##### Available records

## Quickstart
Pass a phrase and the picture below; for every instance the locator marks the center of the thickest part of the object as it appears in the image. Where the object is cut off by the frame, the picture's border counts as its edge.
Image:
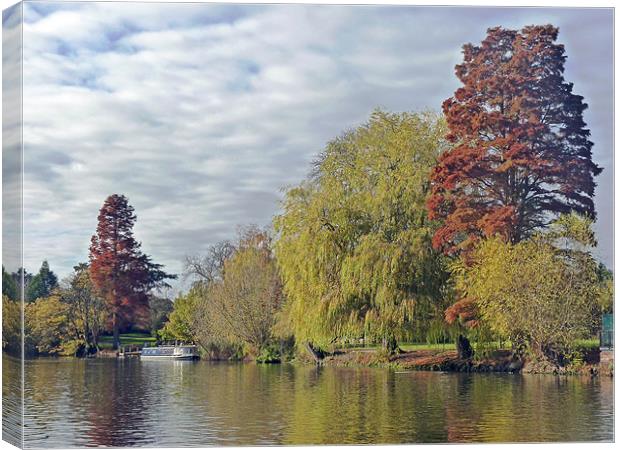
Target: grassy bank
(440, 357)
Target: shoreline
(501, 361)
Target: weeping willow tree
(354, 242)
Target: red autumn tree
(121, 273)
(521, 152)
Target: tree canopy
(353, 242)
(544, 291)
(120, 272)
(42, 284)
(521, 152)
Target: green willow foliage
(354, 241)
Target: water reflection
(165, 403)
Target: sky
(202, 114)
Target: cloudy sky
(200, 114)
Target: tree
(11, 325)
(42, 284)
(543, 291)
(9, 286)
(87, 311)
(243, 305)
(160, 308)
(521, 154)
(121, 273)
(46, 325)
(193, 318)
(354, 240)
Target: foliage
(87, 311)
(46, 322)
(543, 291)
(353, 241)
(521, 153)
(269, 354)
(42, 284)
(9, 286)
(121, 273)
(159, 310)
(179, 324)
(11, 325)
(243, 305)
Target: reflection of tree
(117, 391)
(12, 409)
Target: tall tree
(9, 286)
(521, 153)
(120, 272)
(42, 284)
(354, 241)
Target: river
(107, 402)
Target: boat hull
(177, 357)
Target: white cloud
(201, 113)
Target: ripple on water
(105, 402)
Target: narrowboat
(173, 351)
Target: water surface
(107, 402)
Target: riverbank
(448, 361)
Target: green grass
(409, 346)
(105, 342)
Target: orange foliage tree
(521, 153)
(120, 272)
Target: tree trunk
(463, 347)
(390, 345)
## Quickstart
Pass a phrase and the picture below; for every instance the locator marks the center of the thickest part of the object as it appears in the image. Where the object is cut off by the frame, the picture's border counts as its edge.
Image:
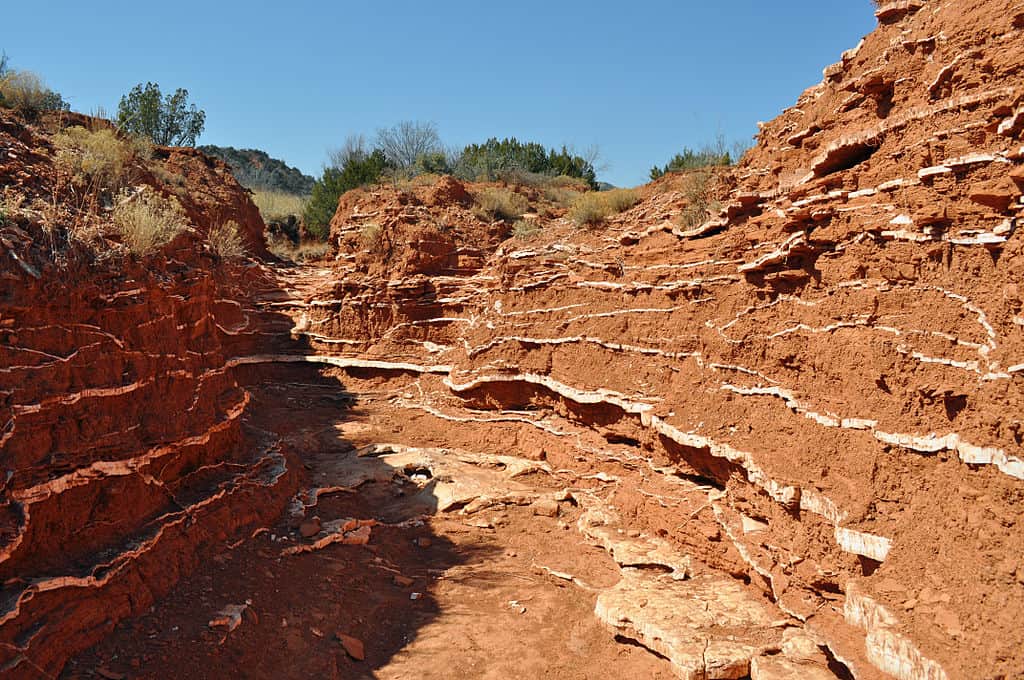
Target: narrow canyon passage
(460, 543)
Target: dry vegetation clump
(525, 229)
(276, 206)
(146, 221)
(496, 203)
(594, 207)
(699, 200)
(25, 92)
(304, 252)
(11, 203)
(225, 241)
(97, 160)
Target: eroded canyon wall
(124, 458)
(840, 349)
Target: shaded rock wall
(124, 454)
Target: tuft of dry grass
(525, 229)
(147, 221)
(594, 207)
(276, 206)
(11, 203)
(25, 92)
(95, 160)
(697, 189)
(496, 203)
(304, 252)
(225, 241)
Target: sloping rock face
(839, 353)
(124, 458)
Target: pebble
(310, 527)
(353, 646)
(546, 508)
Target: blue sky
(639, 80)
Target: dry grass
(95, 160)
(496, 203)
(11, 203)
(147, 221)
(225, 241)
(594, 207)
(305, 252)
(276, 206)
(525, 229)
(25, 92)
(699, 204)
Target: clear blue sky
(640, 80)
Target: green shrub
(691, 160)
(357, 170)
(225, 241)
(146, 221)
(25, 92)
(496, 203)
(509, 158)
(594, 207)
(169, 121)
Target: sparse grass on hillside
(10, 205)
(699, 202)
(146, 221)
(25, 92)
(496, 203)
(594, 207)
(95, 160)
(275, 206)
(525, 229)
(225, 241)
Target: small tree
(358, 169)
(406, 142)
(169, 121)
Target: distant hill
(255, 170)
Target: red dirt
(813, 394)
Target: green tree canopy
(358, 168)
(691, 160)
(169, 121)
(496, 158)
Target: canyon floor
(450, 544)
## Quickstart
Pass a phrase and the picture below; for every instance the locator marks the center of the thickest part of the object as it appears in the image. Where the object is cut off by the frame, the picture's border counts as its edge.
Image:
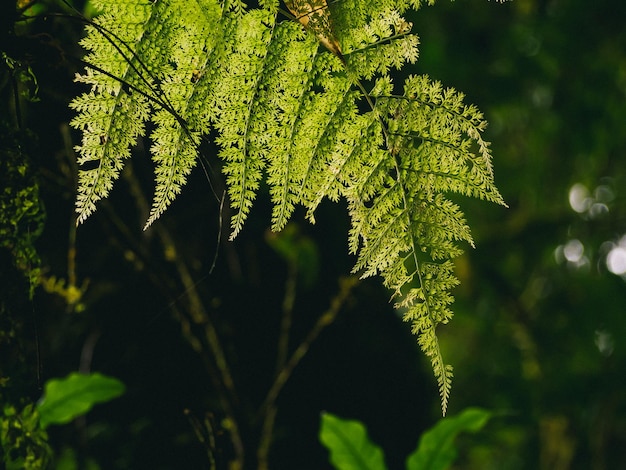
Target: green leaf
(436, 447)
(349, 445)
(73, 396)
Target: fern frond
(292, 115)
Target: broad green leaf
(436, 449)
(349, 446)
(73, 396)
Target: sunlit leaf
(349, 445)
(436, 449)
(73, 396)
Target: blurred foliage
(350, 447)
(24, 443)
(538, 334)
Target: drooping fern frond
(290, 107)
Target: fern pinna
(312, 122)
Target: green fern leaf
(291, 114)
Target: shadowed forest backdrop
(539, 327)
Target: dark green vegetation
(538, 327)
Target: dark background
(538, 335)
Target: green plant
(23, 433)
(308, 123)
(351, 449)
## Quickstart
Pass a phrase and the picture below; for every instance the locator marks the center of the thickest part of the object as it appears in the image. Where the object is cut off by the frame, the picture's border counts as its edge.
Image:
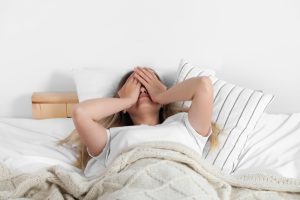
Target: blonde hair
(123, 119)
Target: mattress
(28, 145)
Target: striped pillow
(236, 111)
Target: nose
(143, 90)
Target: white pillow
(236, 110)
(96, 82)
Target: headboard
(53, 104)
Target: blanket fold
(152, 170)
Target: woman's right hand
(130, 89)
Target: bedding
(236, 111)
(103, 81)
(29, 145)
(273, 147)
(155, 170)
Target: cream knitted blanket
(152, 170)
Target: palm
(153, 85)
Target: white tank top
(175, 128)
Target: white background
(254, 43)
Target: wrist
(128, 101)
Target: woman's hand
(153, 85)
(130, 89)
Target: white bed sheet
(273, 147)
(28, 145)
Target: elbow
(204, 85)
(77, 112)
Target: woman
(143, 110)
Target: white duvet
(273, 147)
(29, 145)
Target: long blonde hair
(123, 119)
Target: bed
(33, 166)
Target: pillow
(236, 111)
(96, 82)
(102, 82)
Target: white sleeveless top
(175, 128)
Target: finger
(153, 73)
(142, 72)
(128, 79)
(150, 72)
(141, 79)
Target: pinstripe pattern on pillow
(236, 111)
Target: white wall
(251, 43)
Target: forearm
(183, 91)
(100, 108)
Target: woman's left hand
(153, 85)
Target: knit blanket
(152, 170)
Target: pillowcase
(236, 111)
(96, 82)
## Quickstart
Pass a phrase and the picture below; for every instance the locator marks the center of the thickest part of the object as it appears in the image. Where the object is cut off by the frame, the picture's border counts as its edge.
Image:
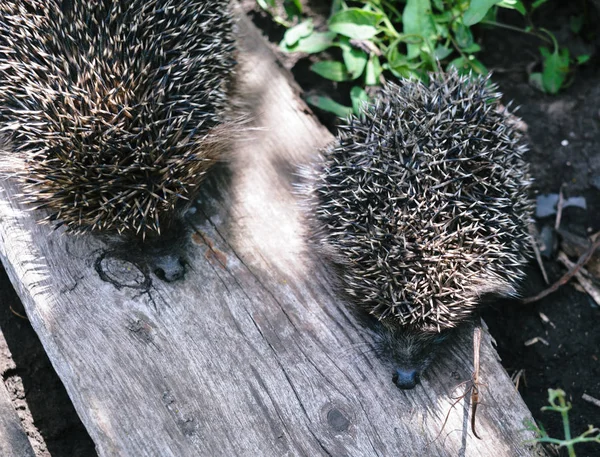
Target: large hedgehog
(422, 201)
(112, 110)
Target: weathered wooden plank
(250, 353)
(13, 439)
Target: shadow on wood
(250, 352)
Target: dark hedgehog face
(409, 352)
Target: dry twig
(585, 257)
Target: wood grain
(250, 353)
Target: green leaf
(472, 49)
(294, 34)
(418, 20)
(556, 67)
(576, 23)
(583, 58)
(514, 5)
(292, 8)
(359, 97)
(535, 79)
(477, 11)
(355, 23)
(463, 35)
(439, 4)
(373, 71)
(535, 5)
(313, 43)
(354, 59)
(330, 69)
(441, 52)
(329, 105)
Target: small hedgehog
(111, 111)
(422, 202)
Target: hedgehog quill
(422, 202)
(111, 111)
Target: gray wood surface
(13, 439)
(250, 354)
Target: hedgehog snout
(406, 378)
(409, 352)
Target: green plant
(409, 40)
(556, 398)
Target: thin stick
(567, 276)
(475, 388)
(533, 237)
(559, 207)
(592, 400)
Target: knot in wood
(122, 273)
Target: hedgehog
(112, 111)
(422, 203)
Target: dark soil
(46, 412)
(570, 361)
(564, 137)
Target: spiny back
(110, 103)
(423, 201)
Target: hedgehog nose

##########

* _To be done_
From the material above, write out exactly the lines from the line with "Target: white duvet" through the closing line, inclusive, and no pictures.

* _Solution for this problem_
Target: white duvet
(273, 147)
(29, 145)
Target: long blonde hair
(123, 119)
Target: bed
(33, 166)
Target: pillow
(236, 111)
(96, 82)
(102, 82)
Target: white sleeveless top
(175, 128)
Target: finger
(153, 73)
(142, 72)
(128, 79)
(150, 72)
(141, 79)
Target: pinstripe pattern on pillow
(236, 111)
Target: white wall
(251, 43)
Target: forearm
(183, 91)
(100, 108)
Target: woman's left hand
(153, 85)
Target: knit blanket
(152, 170)
Target: pillowcase
(236, 111)
(96, 82)
## Quickstart
Pass a phrase and the picture below; for every instance the locator marks the center of the thickest part of the object as it appears in the image. Where the object is cut off by the frame, the picture's border counts as its edge.
Image:
Target: large hedgehog
(422, 201)
(112, 110)
Target: weathered wooden plank
(250, 353)
(13, 439)
Target: shadow on wood
(250, 352)
Target: dark hedgehog face
(409, 352)
Target: dry twig
(585, 257)
Target: wood grain
(250, 353)
Target: green leaf
(472, 49)
(294, 34)
(418, 20)
(556, 67)
(576, 23)
(583, 58)
(514, 5)
(292, 8)
(359, 97)
(535, 79)
(477, 11)
(355, 23)
(463, 35)
(439, 4)
(373, 71)
(535, 5)
(313, 43)
(354, 59)
(330, 69)
(441, 52)
(329, 105)
Target: small hedgehog
(111, 111)
(422, 202)
Target: hedgehog quill
(422, 202)
(111, 111)
Target: gray wood surface
(13, 439)
(250, 354)
Target: hedgehog snout
(406, 378)
(409, 352)
Target: green plant
(409, 40)
(556, 398)
Target: thin stick
(567, 276)
(475, 388)
(533, 237)
(559, 207)
(592, 400)
Target: knot in wood
(122, 273)
Target: hedgehog
(112, 111)
(422, 203)
Target: dark soil
(46, 412)
(570, 361)
(564, 137)
Target: spiny back
(110, 103)
(423, 201)
Target: hedgehog nose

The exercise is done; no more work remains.